Required task: Turn the lines in the records below, from the one containing "Hi there! Could you please locate the bicycle" through the one containing "457 1263 507 1293", into a numbered list with blank lines omitted.

---+---

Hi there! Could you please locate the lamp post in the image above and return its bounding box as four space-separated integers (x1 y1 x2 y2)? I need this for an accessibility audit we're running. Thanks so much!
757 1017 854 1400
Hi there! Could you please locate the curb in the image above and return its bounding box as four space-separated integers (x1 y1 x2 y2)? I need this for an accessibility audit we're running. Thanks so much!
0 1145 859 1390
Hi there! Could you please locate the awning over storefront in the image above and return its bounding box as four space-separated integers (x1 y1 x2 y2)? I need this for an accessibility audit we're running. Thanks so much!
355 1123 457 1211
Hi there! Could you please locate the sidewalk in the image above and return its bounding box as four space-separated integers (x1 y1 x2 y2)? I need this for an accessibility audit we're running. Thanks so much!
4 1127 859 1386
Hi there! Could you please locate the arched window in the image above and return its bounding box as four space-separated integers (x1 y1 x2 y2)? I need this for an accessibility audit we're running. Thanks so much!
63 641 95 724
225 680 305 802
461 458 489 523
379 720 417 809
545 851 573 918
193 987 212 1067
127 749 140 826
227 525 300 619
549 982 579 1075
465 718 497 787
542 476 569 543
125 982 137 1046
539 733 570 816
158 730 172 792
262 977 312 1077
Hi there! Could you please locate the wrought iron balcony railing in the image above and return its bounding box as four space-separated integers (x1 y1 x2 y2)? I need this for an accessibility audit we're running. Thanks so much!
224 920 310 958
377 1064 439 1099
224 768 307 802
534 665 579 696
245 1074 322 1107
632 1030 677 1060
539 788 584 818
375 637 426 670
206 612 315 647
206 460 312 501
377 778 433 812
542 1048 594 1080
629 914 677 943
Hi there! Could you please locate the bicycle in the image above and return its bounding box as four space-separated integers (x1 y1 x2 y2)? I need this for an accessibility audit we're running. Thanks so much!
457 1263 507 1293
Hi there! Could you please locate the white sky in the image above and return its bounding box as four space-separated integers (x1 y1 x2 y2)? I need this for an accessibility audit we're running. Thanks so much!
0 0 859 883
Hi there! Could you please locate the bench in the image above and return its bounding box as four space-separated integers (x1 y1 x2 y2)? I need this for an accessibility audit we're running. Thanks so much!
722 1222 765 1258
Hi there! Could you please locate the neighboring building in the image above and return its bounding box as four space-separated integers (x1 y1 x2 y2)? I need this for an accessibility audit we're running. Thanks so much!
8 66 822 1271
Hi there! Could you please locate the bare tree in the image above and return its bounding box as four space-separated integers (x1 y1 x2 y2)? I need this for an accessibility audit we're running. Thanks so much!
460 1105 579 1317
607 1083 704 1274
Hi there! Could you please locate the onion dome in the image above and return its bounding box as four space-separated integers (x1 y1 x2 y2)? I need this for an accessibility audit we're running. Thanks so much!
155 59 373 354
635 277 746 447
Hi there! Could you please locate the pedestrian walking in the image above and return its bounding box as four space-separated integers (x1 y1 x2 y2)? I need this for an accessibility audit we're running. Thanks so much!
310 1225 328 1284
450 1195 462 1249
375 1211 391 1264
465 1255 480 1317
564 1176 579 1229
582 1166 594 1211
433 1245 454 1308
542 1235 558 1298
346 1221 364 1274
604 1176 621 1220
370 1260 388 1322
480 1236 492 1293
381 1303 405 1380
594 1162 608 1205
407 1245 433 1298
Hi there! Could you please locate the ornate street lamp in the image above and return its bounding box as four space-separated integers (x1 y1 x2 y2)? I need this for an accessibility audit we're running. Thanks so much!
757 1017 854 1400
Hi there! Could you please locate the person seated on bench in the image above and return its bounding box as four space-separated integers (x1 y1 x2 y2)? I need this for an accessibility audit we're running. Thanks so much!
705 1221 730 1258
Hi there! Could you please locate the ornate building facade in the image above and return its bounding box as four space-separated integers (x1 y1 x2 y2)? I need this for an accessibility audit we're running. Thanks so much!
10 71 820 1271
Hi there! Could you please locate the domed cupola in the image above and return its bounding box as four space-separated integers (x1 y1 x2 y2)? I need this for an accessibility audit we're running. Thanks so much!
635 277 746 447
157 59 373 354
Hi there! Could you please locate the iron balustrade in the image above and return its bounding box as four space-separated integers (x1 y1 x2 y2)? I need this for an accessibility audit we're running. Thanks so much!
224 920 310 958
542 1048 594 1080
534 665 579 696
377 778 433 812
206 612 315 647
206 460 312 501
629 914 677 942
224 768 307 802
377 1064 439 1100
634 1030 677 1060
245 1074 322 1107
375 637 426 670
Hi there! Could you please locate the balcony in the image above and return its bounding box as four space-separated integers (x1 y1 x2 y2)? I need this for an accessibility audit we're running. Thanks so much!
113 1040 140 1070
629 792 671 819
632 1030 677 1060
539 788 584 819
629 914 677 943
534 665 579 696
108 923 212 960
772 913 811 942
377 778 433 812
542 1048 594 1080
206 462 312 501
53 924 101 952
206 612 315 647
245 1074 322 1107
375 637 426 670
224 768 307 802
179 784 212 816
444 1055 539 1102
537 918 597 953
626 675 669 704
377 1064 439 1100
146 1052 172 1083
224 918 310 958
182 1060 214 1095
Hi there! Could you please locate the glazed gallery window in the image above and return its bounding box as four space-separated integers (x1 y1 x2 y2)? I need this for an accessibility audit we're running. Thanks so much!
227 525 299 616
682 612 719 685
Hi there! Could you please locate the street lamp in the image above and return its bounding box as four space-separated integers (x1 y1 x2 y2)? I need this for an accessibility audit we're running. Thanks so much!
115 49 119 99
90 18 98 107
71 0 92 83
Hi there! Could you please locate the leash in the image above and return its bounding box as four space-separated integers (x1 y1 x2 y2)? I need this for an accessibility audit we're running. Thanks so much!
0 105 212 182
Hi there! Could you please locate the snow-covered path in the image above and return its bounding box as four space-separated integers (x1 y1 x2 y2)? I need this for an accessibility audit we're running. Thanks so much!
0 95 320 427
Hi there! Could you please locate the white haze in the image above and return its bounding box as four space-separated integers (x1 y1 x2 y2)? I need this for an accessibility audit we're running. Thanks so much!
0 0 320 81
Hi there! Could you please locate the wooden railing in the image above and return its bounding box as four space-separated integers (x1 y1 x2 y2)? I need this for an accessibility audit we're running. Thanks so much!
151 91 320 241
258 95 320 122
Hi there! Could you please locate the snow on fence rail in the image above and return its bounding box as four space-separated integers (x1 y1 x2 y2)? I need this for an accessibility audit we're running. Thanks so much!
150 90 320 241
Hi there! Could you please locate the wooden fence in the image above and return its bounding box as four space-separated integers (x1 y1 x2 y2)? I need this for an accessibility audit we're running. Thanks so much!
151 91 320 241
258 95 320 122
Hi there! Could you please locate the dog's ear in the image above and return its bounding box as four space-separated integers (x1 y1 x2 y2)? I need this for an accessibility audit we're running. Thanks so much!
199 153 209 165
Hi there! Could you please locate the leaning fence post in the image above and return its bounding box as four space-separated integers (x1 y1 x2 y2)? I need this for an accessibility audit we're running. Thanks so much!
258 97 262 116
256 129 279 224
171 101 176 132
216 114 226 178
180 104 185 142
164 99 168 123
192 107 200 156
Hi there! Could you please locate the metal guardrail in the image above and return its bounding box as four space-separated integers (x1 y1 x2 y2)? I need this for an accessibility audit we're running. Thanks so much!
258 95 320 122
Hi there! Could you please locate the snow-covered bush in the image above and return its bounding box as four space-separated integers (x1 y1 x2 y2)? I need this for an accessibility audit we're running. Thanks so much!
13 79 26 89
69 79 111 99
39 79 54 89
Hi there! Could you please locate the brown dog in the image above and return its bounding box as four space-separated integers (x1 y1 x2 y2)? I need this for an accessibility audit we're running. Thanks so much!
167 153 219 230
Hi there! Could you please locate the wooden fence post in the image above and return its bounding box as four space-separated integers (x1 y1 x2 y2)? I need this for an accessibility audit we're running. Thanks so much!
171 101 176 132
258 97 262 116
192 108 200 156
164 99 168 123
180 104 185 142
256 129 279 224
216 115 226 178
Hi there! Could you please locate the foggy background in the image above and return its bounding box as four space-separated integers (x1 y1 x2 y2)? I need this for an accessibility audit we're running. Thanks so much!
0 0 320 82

---+---

Written solution:
1. Hi there! Could you please locate the bicycle in the image above and return its bounding box as four space-separated integers (x1 y1 x2 y2)? I need this for an accessibility audit we're running. Thanks so much!
2. 457 1263 507 1293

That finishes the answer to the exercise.